Output every line of the entries below as a JSON list of strings, one string per line, omitting any blank lines.

━━━━━ Records for the exercise ━━━━━

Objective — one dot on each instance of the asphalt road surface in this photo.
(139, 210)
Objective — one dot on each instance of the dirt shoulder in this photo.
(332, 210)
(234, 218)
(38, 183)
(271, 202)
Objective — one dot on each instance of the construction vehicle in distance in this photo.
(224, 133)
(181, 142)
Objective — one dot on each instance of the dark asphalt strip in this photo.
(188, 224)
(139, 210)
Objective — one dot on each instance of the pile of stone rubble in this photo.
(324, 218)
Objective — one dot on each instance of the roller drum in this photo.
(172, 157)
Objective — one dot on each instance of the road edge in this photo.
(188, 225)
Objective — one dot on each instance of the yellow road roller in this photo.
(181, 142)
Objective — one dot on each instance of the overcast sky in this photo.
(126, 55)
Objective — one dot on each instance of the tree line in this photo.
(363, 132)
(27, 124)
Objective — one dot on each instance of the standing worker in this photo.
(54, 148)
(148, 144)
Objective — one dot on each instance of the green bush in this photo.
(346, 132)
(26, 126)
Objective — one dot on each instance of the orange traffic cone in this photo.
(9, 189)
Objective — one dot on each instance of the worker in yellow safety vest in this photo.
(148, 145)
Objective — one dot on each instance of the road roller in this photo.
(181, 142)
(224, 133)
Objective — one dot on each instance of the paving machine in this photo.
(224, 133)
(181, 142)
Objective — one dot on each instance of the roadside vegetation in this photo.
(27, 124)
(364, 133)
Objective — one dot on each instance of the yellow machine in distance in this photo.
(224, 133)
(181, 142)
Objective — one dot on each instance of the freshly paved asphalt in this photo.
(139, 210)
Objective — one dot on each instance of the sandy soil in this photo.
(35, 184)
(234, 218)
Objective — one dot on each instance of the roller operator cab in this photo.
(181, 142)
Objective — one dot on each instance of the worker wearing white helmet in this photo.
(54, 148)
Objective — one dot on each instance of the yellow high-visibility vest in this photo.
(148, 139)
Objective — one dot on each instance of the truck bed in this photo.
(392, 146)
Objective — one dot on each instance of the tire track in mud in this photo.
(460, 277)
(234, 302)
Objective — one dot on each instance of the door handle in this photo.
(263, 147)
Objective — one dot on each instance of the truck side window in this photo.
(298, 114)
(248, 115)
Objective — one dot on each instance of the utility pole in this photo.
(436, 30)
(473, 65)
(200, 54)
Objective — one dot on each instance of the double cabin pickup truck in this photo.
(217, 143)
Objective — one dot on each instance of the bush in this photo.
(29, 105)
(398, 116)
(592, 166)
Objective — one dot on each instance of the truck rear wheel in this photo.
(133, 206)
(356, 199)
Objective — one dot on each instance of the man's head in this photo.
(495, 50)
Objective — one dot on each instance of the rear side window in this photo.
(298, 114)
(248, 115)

━━━━━

- _Written solution_:
[
  "Objective — one dot on each instance of the asphalt road surface in this photo.",
  "(139, 210)",
  "Objective — one dot on each instance of the dirt shoulder in this photo.",
  "(332, 210)",
  "(234, 218)",
  "(38, 183)",
  "(271, 202)",
  "Objective — one dot on each instance of the construction vehicle in distance in this photo.",
  "(224, 133)",
  "(181, 142)",
  "Objective — one dot on each instance of the dark asphalt strip in this photo.",
  "(188, 224)",
  "(139, 210)",
  "Objective — one dot on each instance of the pile of stone rubble in this photo.",
  "(324, 218)",
  "Objective — one dot on each instance of the roller drum in this photo.",
  "(172, 157)",
  "Objective — one dot on each instance of the road edge in this photo.",
  "(188, 225)",
  "Objective — one dot on each instance of the yellow road roller in this photo.",
  "(181, 142)",
  "Objective — one dot on each instance of the overcast sky in this photo.",
  "(126, 55)",
  "Objective — one dot on each instance of the tree line in this photo.",
  "(363, 132)",
  "(27, 124)",
  "Objective — one dot on each instance of the standing worker in this photo.",
  "(54, 148)",
  "(148, 144)",
  "Objective — one dot on each instance of the green bush in this photo.",
  "(346, 132)",
  "(26, 126)",
  "Objective — one dot on each instance of the orange traffic cone in this photo.",
  "(9, 189)",
  "Objective — one dot on each instance of the worker in yellow safety vest in this photo.",
  "(148, 145)",
  "Objective — one dot on each instance of the road roller in this photo.",
  "(181, 142)",
  "(224, 133)",
  "Objective — one dot on each instance of the paving machine in this photo.",
  "(224, 133)",
  "(181, 142)",
  "Objective — one dot on each instance of the roadside vegetation in this photo.",
  "(27, 124)",
  "(364, 133)",
  "Objective — one dot on each instance of the yellow machine in distance in this photo.",
  "(224, 133)",
  "(181, 142)",
  "Objective — one dot on each instance of the freshly paved asphalt in this photo.",
  "(139, 210)",
  "Objective — one dot on each instance of the sandy soil in this photo.",
  "(35, 184)",
  "(234, 218)",
  "Objective — one dot on each instance of the roller operator cab in this photo.",
  "(181, 142)",
  "Objective — one dot on each instance of the worker wearing white helmet in this photo.",
  "(54, 148)",
  "Objective — one dot on each instance of the yellow high-visibility vest in this photo.",
  "(148, 139)",
  "Objective — one dot on each instance of the truck bed in this photo.",
  "(392, 146)",
  "Objective — one dot on each instance of the tire track in mud in this photo.",
  "(460, 277)",
  "(234, 302)",
  "Objective — one dot on each instance of the door handle in this photo.",
  "(263, 147)",
  "Objective — one dot on each instance of the truck side window in this photo.",
  "(298, 114)",
  "(248, 115)",
  "Objective — one dot on each instance of the utility pole in this photo.",
  "(436, 30)",
  "(473, 65)",
  "(200, 54)",
  "Objective — one dot on each instance of the double cabin pickup truck in this photo.",
  "(217, 143)",
  "Objective — one dot on each instance of the bush in this photo.",
  "(29, 105)",
  "(398, 116)",
  "(592, 166)",
  "Objective — one dot on each instance of the truck rear wheel in this photo.",
  "(133, 206)",
  "(356, 199)",
  "Objective — one dot on each instance of the man's head in this photo.",
  "(495, 50)",
  "Objective — one dot on each instance of the rear side window in this photo.",
  "(298, 114)",
  "(248, 115)"
]